=== Data for processing ===

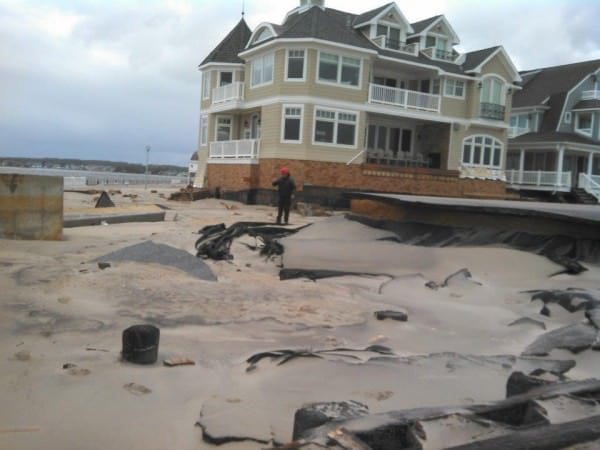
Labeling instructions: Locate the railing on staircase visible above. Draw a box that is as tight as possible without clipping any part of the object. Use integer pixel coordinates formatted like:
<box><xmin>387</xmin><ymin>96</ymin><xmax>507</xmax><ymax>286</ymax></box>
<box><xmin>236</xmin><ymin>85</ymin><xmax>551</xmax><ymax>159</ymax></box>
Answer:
<box><xmin>578</xmin><ymin>173</ymin><xmax>600</xmax><ymax>202</ymax></box>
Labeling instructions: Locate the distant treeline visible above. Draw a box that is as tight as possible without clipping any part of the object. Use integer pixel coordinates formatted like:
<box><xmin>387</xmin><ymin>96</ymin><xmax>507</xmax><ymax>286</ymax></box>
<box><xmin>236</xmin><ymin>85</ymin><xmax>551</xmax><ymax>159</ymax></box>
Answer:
<box><xmin>0</xmin><ymin>156</ymin><xmax>188</xmax><ymax>175</ymax></box>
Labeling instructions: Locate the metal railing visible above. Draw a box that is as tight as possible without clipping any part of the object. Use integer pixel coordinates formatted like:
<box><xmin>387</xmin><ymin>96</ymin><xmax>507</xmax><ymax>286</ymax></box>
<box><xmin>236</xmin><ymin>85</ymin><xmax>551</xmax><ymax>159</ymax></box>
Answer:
<box><xmin>208</xmin><ymin>139</ymin><xmax>260</xmax><ymax>160</ymax></box>
<box><xmin>479</xmin><ymin>103</ymin><xmax>505</xmax><ymax>120</ymax></box>
<box><xmin>508</xmin><ymin>127</ymin><xmax>531</xmax><ymax>138</ymax></box>
<box><xmin>581</xmin><ymin>90</ymin><xmax>600</xmax><ymax>100</ymax></box>
<box><xmin>212</xmin><ymin>81</ymin><xmax>244</xmax><ymax>105</ymax></box>
<box><xmin>369</xmin><ymin>83</ymin><xmax>440</xmax><ymax>113</ymax></box>
<box><xmin>577</xmin><ymin>173</ymin><xmax>600</xmax><ymax>202</ymax></box>
<box><xmin>506</xmin><ymin>170</ymin><xmax>571</xmax><ymax>189</ymax></box>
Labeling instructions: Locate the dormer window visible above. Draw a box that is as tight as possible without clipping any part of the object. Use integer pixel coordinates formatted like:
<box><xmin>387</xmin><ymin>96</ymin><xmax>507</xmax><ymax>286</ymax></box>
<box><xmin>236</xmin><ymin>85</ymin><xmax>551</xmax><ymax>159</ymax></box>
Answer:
<box><xmin>377</xmin><ymin>24</ymin><xmax>404</xmax><ymax>50</ymax></box>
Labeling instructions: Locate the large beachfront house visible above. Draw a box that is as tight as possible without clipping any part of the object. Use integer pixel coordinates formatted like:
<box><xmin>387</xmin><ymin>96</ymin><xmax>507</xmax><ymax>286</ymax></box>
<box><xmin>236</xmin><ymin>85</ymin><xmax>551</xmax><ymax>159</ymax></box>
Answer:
<box><xmin>196</xmin><ymin>0</ymin><xmax>521</xmax><ymax>201</ymax></box>
<box><xmin>506</xmin><ymin>60</ymin><xmax>600</xmax><ymax>200</ymax></box>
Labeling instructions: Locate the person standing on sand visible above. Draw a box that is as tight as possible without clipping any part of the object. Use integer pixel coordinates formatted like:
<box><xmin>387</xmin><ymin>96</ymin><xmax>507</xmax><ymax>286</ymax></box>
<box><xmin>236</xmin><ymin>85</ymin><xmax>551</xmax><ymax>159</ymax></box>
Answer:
<box><xmin>273</xmin><ymin>167</ymin><xmax>296</xmax><ymax>225</ymax></box>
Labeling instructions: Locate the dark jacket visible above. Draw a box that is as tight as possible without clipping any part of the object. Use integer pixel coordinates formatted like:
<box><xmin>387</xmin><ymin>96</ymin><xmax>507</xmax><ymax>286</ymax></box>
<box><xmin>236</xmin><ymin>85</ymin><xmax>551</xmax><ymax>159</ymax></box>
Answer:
<box><xmin>273</xmin><ymin>175</ymin><xmax>296</xmax><ymax>198</ymax></box>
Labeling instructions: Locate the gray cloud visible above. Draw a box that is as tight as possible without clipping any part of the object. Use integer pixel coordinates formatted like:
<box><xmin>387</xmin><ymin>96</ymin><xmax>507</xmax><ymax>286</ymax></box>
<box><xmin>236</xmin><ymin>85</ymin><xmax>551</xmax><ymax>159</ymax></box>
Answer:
<box><xmin>0</xmin><ymin>0</ymin><xmax>600</xmax><ymax>165</ymax></box>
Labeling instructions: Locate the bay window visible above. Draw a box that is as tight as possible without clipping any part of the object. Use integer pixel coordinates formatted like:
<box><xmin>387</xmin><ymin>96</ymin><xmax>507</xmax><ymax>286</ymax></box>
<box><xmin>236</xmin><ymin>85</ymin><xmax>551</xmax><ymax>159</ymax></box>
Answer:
<box><xmin>252</xmin><ymin>53</ymin><xmax>274</xmax><ymax>87</ymax></box>
<box><xmin>462</xmin><ymin>135</ymin><xmax>503</xmax><ymax>169</ymax></box>
<box><xmin>281</xmin><ymin>105</ymin><xmax>303</xmax><ymax>144</ymax></box>
<box><xmin>317</xmin><ymin>52</ymin><xmax>361</xmax><ymax>86</ymax></box>
<box><xmin>314</xmin><ymin>108</ymin><xmax>358</xmax><ymax>146</ymax></box>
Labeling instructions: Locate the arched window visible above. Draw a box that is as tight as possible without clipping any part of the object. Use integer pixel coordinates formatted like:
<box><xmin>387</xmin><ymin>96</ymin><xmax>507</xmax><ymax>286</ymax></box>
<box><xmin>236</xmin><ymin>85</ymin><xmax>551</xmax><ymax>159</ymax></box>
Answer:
<box><xmin>462</xmin><ymin>135</ymin><xmax>504</xmax><ymax>169</ymax></box>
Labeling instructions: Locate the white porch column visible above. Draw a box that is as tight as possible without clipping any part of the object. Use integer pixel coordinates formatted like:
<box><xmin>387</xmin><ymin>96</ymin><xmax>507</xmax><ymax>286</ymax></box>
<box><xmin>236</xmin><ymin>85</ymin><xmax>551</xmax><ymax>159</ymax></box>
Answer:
<box><xmin>556</xmin><ymin>147</ymin><xmax>565</xmax><ymax>186</ymax></box>
<box><xmin>519</xmin><ymin>149</ymin><xmax>525</xmax><ymax>184</ymax></box>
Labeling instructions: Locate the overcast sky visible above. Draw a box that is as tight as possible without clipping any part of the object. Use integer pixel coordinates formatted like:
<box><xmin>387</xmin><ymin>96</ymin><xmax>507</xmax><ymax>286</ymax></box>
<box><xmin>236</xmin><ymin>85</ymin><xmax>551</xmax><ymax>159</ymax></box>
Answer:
<box><xmin>0</xmin><ymin>0</ymin><xmax>600</xmax><ymax>165</ymax></box>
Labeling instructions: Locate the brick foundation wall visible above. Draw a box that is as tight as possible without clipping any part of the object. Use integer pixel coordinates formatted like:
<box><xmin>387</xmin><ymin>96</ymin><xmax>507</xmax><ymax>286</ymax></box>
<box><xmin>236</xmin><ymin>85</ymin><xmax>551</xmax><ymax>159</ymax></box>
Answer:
<box><xmin>207</xmin><ymin>159</ymin><xmax>507</xmax><ymax>199</ymax></box>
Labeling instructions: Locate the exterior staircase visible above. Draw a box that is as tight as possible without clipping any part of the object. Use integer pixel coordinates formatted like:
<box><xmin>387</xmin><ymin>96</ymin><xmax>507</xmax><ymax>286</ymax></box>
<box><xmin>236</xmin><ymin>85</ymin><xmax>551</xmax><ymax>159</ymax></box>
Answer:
<box><xmin>571</xmin><ymin>188</ymin><xmax>598</xmax><ymax>205</ymax></box>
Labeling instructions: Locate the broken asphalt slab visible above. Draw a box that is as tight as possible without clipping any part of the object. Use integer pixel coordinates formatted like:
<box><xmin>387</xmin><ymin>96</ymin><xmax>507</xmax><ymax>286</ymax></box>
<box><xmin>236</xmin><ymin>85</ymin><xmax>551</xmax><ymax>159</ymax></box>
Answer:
<box><xmin>94</xmin><ymin>241</ymin><xmax>217</xmax><ymax>281</ymax></box>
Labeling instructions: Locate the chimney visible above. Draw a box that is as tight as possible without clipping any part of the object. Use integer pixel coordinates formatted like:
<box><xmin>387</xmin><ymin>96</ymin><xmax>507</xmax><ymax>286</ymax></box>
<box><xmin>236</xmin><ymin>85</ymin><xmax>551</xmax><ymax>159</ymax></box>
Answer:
<box><xmin>300</xmin><ymin>0</ymin><xmax>325</xmax><ymax>9</ymax></box>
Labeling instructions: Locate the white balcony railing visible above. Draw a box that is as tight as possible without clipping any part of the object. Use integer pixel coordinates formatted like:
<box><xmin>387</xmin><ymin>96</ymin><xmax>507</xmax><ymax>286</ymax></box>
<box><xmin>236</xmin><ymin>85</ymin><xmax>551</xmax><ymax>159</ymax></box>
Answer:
<box><xmin>208</xmin><ymin>139</ymin><xmax>260</xmax><ymax>160</ymax></box>
<box><xmin>506</xmin><ymin>170</ymin><xmax>571</xmax><ymax>190</ymax></box>
<box><xmin>508</xmin><ymin>127</ymin><xmax>531</xmax><ymax>139</ymax></box>
<box><xmin>369</xmin><ymin>83</ymin><xmax>440</xmax><ymax>113</ymax></box>
<box><xmin>581</xmin><ymin>90</ymin><xmax>600</xmax><ymax>100</ymax></box>
<box><xmin>577</xmin><ymin>173</ymin><xmax>600</xmax><ymax>202</ymax></box>
<box><xmin>212</xmin><ymin>81</ymin><xmax>244</xmax><ymax>105</ymax></box>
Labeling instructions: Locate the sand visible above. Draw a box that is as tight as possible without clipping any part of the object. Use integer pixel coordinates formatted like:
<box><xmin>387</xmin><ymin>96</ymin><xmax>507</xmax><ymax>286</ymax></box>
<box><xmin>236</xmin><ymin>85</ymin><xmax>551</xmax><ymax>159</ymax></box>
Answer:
<box><xmin>0</xmin><ymin>187</ymin><xmax>600</xmax><ymax>449</ymax></box>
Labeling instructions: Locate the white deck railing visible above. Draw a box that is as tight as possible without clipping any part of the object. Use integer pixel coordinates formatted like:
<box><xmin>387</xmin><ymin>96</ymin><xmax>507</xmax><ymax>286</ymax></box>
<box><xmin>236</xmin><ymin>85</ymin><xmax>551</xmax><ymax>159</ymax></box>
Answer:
<box><xmin>212</xmin><ymin>81</ymin><xmax>244</xmax><ymax>105</ymax></box>
<box><xmin>581</xmin><ymin>90</ymin><xmax>600</xmax><ymax>100</ymax></box>
<box><xmin>369</xmin><ymin>83</ymin><xmax>440</xmax><ymax>113</ymax></box>
<box><xmin>506</xmin><ymin>170</ymin><xmax>571</xmax><ymax>190</ymax></box>
<box><xmin>577</xmin><ymin>173</ymin><xmax>600</xmax><ymax>201</ymax></box>
<box><xmin>208</xmin><ymin>139</ymin><xmax>260</xmax><ymax>160</ymax></box>
<box><xmin>508</xmin><ymin>127</ymin><xmax>530</xmax><ymax>138</ymax></box>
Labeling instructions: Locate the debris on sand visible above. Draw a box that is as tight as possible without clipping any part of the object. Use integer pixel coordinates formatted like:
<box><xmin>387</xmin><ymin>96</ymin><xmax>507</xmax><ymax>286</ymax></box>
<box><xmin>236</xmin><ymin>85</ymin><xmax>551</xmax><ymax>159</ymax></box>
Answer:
<box><xmin>288</xmin><ymin>374</ymin><xmax>600</xmax><ymax>450</ymax></box>
<box><xmin>95</xmin><ymin>241</ymin><xmax>217</xmax><ymax>281</ymax></box>
<box><xmin>195</xmin><ymin>222</ymin><xmax>309</xmax><ymax>261</ymax></box>
<box><xmin>246</xmin><ymin>344</ymin><xmax>397</xmax><ymax>372</ymax></box>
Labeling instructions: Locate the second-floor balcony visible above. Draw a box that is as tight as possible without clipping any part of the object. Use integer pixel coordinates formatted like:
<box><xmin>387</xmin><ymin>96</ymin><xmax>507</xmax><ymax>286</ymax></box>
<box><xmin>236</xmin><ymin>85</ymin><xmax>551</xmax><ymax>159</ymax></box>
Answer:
<box><xmin>581</xmin><ymin>90</ymin><xmax>600</xmax><ymax>100</ymax></box>
<box><xmin>208</xmin><ymin>139</ymin><xmax>260</xmax><ymax>163</ymax></box>
<box><xmin>369</xmin><ymin>83</ymin><xmax>441</xmax><ymax>113</ymax></box>
<box><xmin>508</xmin><ymin>127</ymin><xmax>531</xmax><ymax>139</ymax></box>
<box><xmin>373</xmin><ymin>36</ymin><xmax>417</xmax><ymax>55</ymax></box>
<box><xmin>479</xmin><ymin>102</ymin><xmax>505</xmax><ymax>120</ymax></box>
<box><xmin>212</xmin><ymin>81</ymin><xmax>244</xmax><ymax>105</ymax></box>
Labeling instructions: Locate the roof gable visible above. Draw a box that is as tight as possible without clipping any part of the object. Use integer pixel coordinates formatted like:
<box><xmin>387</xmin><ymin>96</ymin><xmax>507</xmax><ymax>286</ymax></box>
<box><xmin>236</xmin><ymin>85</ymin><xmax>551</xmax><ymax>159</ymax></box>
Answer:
<box><xmin>410</xmin><ymin>14</ymin><xmax>460</xmax><ymax>45</ymax></box>
<box><xmin>200</xmin><ymin>17</ymin><xmax>252</xmax><ymax>67</ymax></box>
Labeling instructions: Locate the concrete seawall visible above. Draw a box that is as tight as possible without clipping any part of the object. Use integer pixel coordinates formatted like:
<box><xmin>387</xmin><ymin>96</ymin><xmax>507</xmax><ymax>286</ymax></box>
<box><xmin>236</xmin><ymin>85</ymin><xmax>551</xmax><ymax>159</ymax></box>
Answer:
<box><xmin>0</xmin><ymin>174</ymin><xmax>63</xmax><ymax>240</ymax></box>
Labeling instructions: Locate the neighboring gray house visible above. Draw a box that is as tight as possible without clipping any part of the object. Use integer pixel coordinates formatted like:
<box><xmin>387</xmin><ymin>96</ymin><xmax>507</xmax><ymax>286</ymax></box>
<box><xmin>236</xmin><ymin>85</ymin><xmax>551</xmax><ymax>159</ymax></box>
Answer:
<box><xmin>506</xmin><ymin>60</ymin><xmax>600</xmax><ymax>199</ymax></box>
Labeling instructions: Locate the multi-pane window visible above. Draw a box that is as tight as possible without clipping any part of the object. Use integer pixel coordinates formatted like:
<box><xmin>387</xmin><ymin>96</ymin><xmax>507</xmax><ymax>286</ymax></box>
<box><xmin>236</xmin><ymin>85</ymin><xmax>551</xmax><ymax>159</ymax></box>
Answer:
<box><xmin>314</xmin><ymin>109</ymin><xmax>358</xmax><ymax>146</ymax></box>
<box><xmin>216</xmin><ymin>117</ymin><xmax>231</xmax><ymax>141</ymax></box>
<box><xmin>286</xmin><ymin>49</ymin><xmax>304</xmax><ymax>80</ymax></box>
<box><xmin>252</xmin><ymin>53</ymin><xmax>274</xmax><ymax>86</ymax></box>
<box><xmin>462</xmin><ymin>136</ymin><xmax>503</xmax><ymax>168</ymax></box>
<box><xmin>202</xmin><ymin>71</ymin><xmax>210</xmax><ymax>99</ymax></box>
<box><xmin>318</xmin><ymin>52</ymin><xmax>361</xmax><ymax>86</ymax></box>
<box><xmin>481</xmin><ymin>78</ymin><xmax>506</xmax><ymax>105</ymax></box>
<box><xmin>200</xmin><ymin>116</ymin><xmax>208</xmax><ymax>145</ymax></box>
<box><xmin>281</xmin><ymin>106</ymin><xmax>302</xmax><ymax>143</ymax></box>
<box><xmin>575</xmin><ymin>112</ymin><xmax>593</xmax><ymax>136</ymax></box>
<box><xmin>444</xmin><ymin>78</ymin><xmax>465</xmax><ymax>98</ymax></box>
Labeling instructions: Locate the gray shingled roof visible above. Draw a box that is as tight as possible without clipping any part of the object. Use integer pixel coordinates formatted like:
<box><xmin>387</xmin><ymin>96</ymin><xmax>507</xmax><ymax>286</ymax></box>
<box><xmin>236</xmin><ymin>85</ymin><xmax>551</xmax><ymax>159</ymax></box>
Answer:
<box><xmin>573</xmin><ymin>100</ymin><xmax>600</xmax><ymax>110</ymax></box>
<box><xmin>200</xmin><ymin>17</ymin><xmax>252</xmax><ymax>66</ymax></box>
<box><xmin>410</xmin><ymin>14</ymin><xmax>442</xmax><ymax>35</ymax></box>
<box><xmin>462</xmin><ymin>46</ymin><xmax>500</xmax><ymax>72</ymax></box>
<box><xmin>513</xmin><ymin>60</ymin><xmax>600</xmax><ymax>108</ymax></box>
<box><xmin>510</xmin><ymin>131</ymin><xmax>598</xmax><ymax>146</ymax></box>
<box><xmin>352</xmin><ymin>3</ymin><xmax>392</xmax><ymax>26</ymax></box>
<box><xmin>209</xmin><ymin>3</ymin><xmax>512</xmax><ymax>80</ymax></box>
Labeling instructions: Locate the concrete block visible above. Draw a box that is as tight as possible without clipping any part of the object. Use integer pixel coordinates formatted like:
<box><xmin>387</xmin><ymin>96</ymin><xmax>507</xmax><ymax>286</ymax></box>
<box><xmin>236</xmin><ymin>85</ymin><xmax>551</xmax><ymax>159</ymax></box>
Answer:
<box><xmin>0</xmin><ymin>174</ymin><xmax>63</xmax><ymax>240</ymax></box>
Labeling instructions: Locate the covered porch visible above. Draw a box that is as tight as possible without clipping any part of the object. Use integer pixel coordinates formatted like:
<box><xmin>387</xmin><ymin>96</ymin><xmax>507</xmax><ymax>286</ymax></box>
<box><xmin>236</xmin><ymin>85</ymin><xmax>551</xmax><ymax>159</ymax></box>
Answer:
<box><xmin>365</xmin><ymin>113</ymin><xmax>451</xmax><ymax>169</ymax></box>
<box><xmin>506</xmin><ymin>143</ymin><xmax>600</xmax><ymax>199</ymax></box>
<box><xmin>207</xmin><ymin>110</ymin><xmax>261</xmax><ymax>164</ymax></box>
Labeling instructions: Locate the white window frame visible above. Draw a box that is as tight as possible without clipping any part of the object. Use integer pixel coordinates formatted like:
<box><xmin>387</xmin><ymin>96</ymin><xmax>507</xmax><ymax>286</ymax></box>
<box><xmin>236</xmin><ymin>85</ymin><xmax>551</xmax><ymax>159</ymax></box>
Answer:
<box><xmin>565</xmin><ymin>111</ymin><xmax>573</xmax><ymax>123</ymax></box>
<box><xmin>460</xmin><ymin>134</ymin><xmax>504</xmax><ymax>169</ymax></box>
<box><xmin>575</xmin><ymin>111</ymin><xmax>595</xmax><ymax>137</ymax></box>
<box><xmin>285</xmin><ymin>48</ymin><xmax>308</xmax><ymax>82</ymax></box>
<box><xmin>202</xmin><ymin>70</ymin><xmax>212</xmax><ymax>100</ymax></box>
<box><xmin>444</xmin><ymin>78</ymin><xmax>466</xmax><ymax>99</ymax></box>
<box><xmin>312</xmin><ymin>105</ymin><xmax>360</xmax><ymax>148</ymax></box>
<box><xmin>479</xmin><ymin>76</ymin><xmax>506</xmax><ymax>106</ymax></box>
<box><xmin>215</xmin><ymin>114</ymin><xmax>233</xmax><ymax>142</ymax></box>
<box><xmin>250</xmin><ymin>52</ymin><xmax>275</xmax><ymax>88</ymax></box>
<box><xmin>315</xmin><ymin>50</ymin><xmax>363</xmax><ymax>89</ymax></box>
<box><xmin>281</xmin><ymin>104</ymin><xmax>304</xmax><ymax>144</ymax></box>
<box><xmin>200</xmin><ymin>114</ymin><xmax>208</xmax><ymax>147</ymax></box>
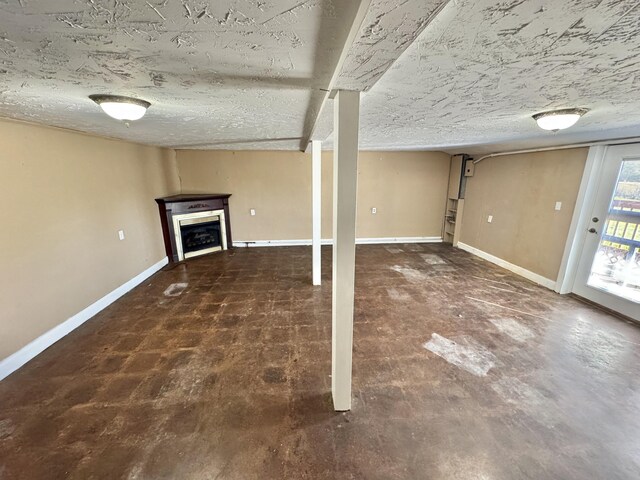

===

__What is being asked__. Arrange as a numbered list every line of the listing, starting with the line that contains "Labeling instructions: Locate the covered" and going on through the end of the listing, skipping any blank lines. Leave the pictures out of your answer.

__Response__.
1. Labeling instructions: Locate the covered porch visible above. Draw a box that is as tight as possible without clipping any part of the object. Use integer pixel coordinates formatted like:
2. <box><xmin>387</xmin><ymin>96</ymin><xmax>507</xmax><ymax>286</ymax></box>
3. <box><xmin>236</xmin><ymin>85</ymin><xmax>551</xmax><ymax>159</ymax></box>
4. Answer:
5. <box><xmin>365</xmin><ymin>113</ymin><xmax>451</xmax><ymax>169</ymax></box>
6. <box><xmin>506</xmin><ymin>143</ymin><xmax>600</xmax><ymax>199</ymax></box>
7. <box><xmin>207</xmin><ymin>110</ymin><xmax>261</xmax><ymax>164</ymax></box>
8. Labeling instructions: Locate the white window frame visible above. Draw a box that is as tight as possible without clipping any part of the object. Use integer pixel coordinates formatted like:
9. <box><xmin>387</xmin><ymin>96</ymin><xmax>507</xmax><ymax>286</ymax></box>
10. <box><xmin>236</xmin><ymin>85</ymin><xmax>551</xmax><ymax>159</ymax></box>
11. Answer:
12. <box><xmin>565</xmin><ymin>111</ymin><xmax>573</xmax><ymax>123</ymax></box>
13. <box><xmin>460</xmin><ymin>134</ymin><xmax>504</xmax><ymax>169</ymax></box>
14. <box><xmin>575</xmin><ymin>111</ymin><xmax>595</xmax><ymax>137</ymax></box>
15. <box><xmin>285</xmin><ymin>48</ymin><xmax>308</xmax><ymax>82</ymax></box>
16. <box><xmin>202</xmin><ymin>70</ymin><xmax>212</xmax><ymax>100</ymax></box>
17. <box><xmin>444</xmin><ymin>78</ymin><xmax>466</xmax><ymax>99</ymax></box>
18. <box><xmin>312</xmin><ymin>105</ymin><xmax>360</xmax><ymax>148</ymax></box>
19. <box><xmin>479</xmin><ymin>76</ymin><xmax>506</xmax><ymax>106</ymax></box>
20. <box><xmin>215</xmin><ymin>114</ymin><xmax>233</xmax><ymax>142</ymax></box>
21. <box><xmin>250</xmin><ymin>52</ymin><xmax>275</xmax><ymax>88</ymax></box>
22. <box><xmin>315</xmin><ymin>50</ymin><xmax>363</xmax><ymax>89</ymax></box>
23. <box><xmin>281</xmin><ymin>104</ymin><xmax>304</xmax><ymax>144</ymax></box>
24. <box><xmin>200</xmin><ymin>114</ymin><xmax>208</xmax><ymax>147</ymax></box>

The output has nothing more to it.